◆ **Problem**:
Retype, exactly and only, each line from the one containing "Task: indicate the beige" to the end of the records below.

━━━━━ Data for this exercise ━━━━━

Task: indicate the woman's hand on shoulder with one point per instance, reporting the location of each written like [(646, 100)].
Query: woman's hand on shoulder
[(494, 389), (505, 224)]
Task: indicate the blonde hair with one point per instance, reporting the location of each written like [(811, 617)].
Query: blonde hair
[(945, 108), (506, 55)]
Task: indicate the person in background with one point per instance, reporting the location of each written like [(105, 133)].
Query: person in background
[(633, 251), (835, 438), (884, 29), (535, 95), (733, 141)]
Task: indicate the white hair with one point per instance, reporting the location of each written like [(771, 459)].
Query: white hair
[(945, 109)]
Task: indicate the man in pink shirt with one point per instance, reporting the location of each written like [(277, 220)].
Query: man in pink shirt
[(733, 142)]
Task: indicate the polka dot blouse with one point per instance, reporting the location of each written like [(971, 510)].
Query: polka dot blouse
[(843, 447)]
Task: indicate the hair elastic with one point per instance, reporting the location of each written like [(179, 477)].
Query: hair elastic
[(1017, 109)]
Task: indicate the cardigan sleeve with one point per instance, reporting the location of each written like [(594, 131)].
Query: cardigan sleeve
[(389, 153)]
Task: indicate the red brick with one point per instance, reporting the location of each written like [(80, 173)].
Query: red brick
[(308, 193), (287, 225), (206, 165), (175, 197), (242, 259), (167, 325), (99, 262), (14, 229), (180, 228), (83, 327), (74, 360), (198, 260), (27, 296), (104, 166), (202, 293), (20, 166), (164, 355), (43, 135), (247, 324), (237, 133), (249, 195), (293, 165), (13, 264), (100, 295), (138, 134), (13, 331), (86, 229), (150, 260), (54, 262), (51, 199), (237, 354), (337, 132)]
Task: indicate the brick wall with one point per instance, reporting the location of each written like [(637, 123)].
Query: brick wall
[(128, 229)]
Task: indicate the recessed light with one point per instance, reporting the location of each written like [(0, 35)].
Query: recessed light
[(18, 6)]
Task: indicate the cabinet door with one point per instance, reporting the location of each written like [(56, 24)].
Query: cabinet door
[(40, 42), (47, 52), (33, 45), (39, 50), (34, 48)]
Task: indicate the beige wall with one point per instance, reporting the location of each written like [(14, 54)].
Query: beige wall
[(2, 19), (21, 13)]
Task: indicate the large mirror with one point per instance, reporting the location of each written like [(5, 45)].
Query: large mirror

━━━━━

◆ **Reply to the task**:
Task: indicate the beige wall with one point per instance, reporting the location of each written like [(14, 54)].
Query: beige wall
[(2, 19), (21, 13)]
Task: indicate the large mirror with one point per instance, reporting the location of each written like [(5, 45)].
Query: large mirror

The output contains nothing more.